TEMPEST and TempestSDR: Securing Information and Privacy


Communication and information sharing has never been easier than it is in 2021. We can effortlessly send e-mails, texts and images to friends and colleagues with minimal effort and thought. However, that information can just as easily be intercepted by a malicious entity. Even static information on a computer monitor or television in a conference room can be remotely viewed with the right tools and minimal expertise.

These ‘Compromising Emanations’ and the methods of harnessing them are not a new concept. TEMPEST is a NATO code word for compromising emanations and various methods of mitigating them. Thanks to now declassified documents1, it is clear that evidence of this concept has existed since the Second World War! However, they were first brought to the attention of the general public in 1985 when Win van Eck demonstrated2 ways of harnessing compromising emanations to remotely view a computer monitor from hundreds of meters away. Even more recently, Martin Marinov developed a software program as part of his dissertation titled “Remote video eavesdropping using a software-defined platform3“. The program was designed to allow a user to remotely view a computer monitor’s content using a Software Defined Radio (SDR) and an antenna.

Note: A software defined radio is simply a radio which can implement some or all of its physical functions in software. The main advantage of a software defined radio over a traditional radio is that changes can be made to parameters which are traditionally hardware based.

Martin Marinov’s program4 works by leveraging the SDR to receive electromagnetic waves emanated by cables carrying video signals to a computer monitor. These video signals are transmitted to a monitor from the video controller using a technique called ‘Rastering’. Rastering involves the continuous transmission of ‘scan lines’ at a specific rate known as ‘refresh rate’ (refresh rate is also referred to as FPS or frames per second). Each of these scan lines contains a line of pixels which are transmitted and received from left to right. Meanwhile, the scan lines are transmitted from top to bottom. The pixels in these scan lines are encoded as a time varying signal, which produces electromagnetic waves that can be received by an SDR, and the aforementioned program developed by Martin Marinov.

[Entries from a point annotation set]

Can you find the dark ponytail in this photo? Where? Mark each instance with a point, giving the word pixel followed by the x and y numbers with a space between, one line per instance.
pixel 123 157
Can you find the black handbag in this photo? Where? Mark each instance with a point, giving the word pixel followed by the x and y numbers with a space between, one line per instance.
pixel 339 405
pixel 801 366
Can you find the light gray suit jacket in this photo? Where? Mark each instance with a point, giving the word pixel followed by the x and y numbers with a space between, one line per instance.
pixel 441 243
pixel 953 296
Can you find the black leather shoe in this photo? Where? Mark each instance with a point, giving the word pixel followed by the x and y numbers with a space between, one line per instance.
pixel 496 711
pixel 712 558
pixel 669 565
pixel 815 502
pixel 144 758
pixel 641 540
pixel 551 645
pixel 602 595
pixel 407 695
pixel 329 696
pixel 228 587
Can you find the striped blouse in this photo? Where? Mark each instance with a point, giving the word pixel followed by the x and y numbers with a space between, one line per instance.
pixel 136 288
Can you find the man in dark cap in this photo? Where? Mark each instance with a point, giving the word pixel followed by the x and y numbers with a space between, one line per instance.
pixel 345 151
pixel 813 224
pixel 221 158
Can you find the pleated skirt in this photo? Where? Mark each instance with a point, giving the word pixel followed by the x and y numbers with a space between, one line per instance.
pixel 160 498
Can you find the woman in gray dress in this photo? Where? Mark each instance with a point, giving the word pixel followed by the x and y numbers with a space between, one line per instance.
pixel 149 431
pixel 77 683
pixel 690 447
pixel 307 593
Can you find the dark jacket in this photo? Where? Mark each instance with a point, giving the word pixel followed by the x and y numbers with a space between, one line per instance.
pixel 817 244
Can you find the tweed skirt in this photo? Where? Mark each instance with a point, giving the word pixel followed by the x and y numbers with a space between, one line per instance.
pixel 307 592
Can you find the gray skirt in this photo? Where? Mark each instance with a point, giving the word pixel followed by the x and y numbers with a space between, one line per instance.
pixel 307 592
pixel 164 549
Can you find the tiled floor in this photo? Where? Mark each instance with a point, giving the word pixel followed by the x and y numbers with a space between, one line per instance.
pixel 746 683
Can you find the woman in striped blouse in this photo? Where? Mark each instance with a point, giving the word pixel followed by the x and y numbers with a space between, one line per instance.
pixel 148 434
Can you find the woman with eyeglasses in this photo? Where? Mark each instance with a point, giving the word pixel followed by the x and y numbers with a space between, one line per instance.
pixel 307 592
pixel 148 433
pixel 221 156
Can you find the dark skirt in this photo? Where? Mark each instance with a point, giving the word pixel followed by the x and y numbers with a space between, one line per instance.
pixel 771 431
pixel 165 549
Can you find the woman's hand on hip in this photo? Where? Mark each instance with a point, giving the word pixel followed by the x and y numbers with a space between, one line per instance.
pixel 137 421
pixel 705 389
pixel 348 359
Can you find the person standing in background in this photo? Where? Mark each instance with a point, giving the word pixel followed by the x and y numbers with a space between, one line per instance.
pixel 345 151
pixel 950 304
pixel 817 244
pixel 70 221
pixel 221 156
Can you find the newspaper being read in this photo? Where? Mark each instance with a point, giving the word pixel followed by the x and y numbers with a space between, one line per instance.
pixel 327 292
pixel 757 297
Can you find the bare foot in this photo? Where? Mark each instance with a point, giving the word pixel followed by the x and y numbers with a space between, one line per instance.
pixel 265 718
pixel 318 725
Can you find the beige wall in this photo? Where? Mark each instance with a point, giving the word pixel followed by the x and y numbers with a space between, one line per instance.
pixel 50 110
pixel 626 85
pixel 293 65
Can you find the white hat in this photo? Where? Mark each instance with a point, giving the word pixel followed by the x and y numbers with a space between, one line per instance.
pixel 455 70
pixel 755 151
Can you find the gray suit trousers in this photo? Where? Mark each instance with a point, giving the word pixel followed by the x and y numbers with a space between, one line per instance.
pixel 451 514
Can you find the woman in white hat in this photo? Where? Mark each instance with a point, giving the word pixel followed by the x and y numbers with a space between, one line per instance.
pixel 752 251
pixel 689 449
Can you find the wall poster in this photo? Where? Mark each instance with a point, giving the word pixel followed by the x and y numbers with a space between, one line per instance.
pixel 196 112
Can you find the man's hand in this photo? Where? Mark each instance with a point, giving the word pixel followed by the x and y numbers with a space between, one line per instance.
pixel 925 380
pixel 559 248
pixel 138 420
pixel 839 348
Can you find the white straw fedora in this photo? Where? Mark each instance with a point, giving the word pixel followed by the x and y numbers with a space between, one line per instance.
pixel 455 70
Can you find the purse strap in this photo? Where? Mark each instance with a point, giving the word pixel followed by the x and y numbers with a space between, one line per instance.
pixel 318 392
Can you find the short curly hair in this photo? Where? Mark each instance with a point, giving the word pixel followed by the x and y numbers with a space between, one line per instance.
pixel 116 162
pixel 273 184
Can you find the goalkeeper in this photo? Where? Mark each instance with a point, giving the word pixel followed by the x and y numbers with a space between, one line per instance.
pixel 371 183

Parts of the exercise:
1. According to the TEMPEST article, in what year were compromising emanations first brought to the attention of the general public?
2. Pick up the TEMPEST article after its final sentence and keep writing.

Exercise results:
1. 1985

2.
When it was released in 2014, the program (now known as TempestSDR), was only developed for MacOS devices. It has since been adapted for Windows by GitHub user Erwin Ried5. This opens the door for many other devices to perform an ‘attack’ on computer monitors, especially with SDRs being relatively cheap in 2021.

These discoveries are a security and privacy concern for government agencies, in addition to anyone who wants to keep their information secure and private. Fortunately, various methods of mitigating or eliminating these emanations exist including RF (Radio Frequency) shielding and RF filtering.

RF filters work by blocking certain frequencies from passing through the filter. These filters are usually present on RF shielded enclosure where they are essential for filtering the power and communication lines penetrating the enclosure, since these can produce compromising emanations.

RF shielded enclosures are designed to prevent the transmission of certain radio frequencies from inside the enclosure, as well as the reception of those frequencies from outside the enclosure. In Canada, these frequencies are 10 kHz to 10 GHz according to ITSG-026 (Criteria for the Design, Fabrication, Supply, Installation and Acceptance Testing of Walk-in, Radio-Frequency-Shielded Enclosures). This range is enough to block the types of electromagnetic waves that may be received by an attacker. RF shielded enclosures are geared towards entities which require their secrets to remain secret. Government agencies and well-known companies are highly encouraged to have these enclosures to prevent TEMPEST attacks.

1 “A History of U.S. Communications Security (Volumes I and II)”; David G. Boak Lectures” (PDF). National Security Agency. 1973. p. 90.
2 Van Eck, Wim (1985). “Electromagnetic Radiation from Video Display Units: An Eavesdropping Risk?” (PDF). Computers & Security. 4 (4): 269–286. CiteSeerX doi:10.1016/0167-4048(85)90046-X
3 Marinov, M. (2014). Remote video eavesdropping using a software-defined radio platform (dissertation).
4 Marinov, M. (2014). martinmarinov/TempestSDR. GitHub. https://github.com/martinmarinov/TempestSDR.
5 Ried, E. (2020). eried/Research. GitHub. https://github.com/eried/Research/tree/master/HackRF/TempestSDR.
6 Government of Canada. (2018, September 25). Criteria for the Design, Fabrication, Supply, Installation and Acceptance Testing of Walk-in, Radio-Frequency-Shielded Enclosures (ITSG-02). Canadian Centre for Cyber Security. https://cyber.gc.ca/en/guidance/criteria-design-fabrication-supply-installation-and-acceptance-testing-walk-radio.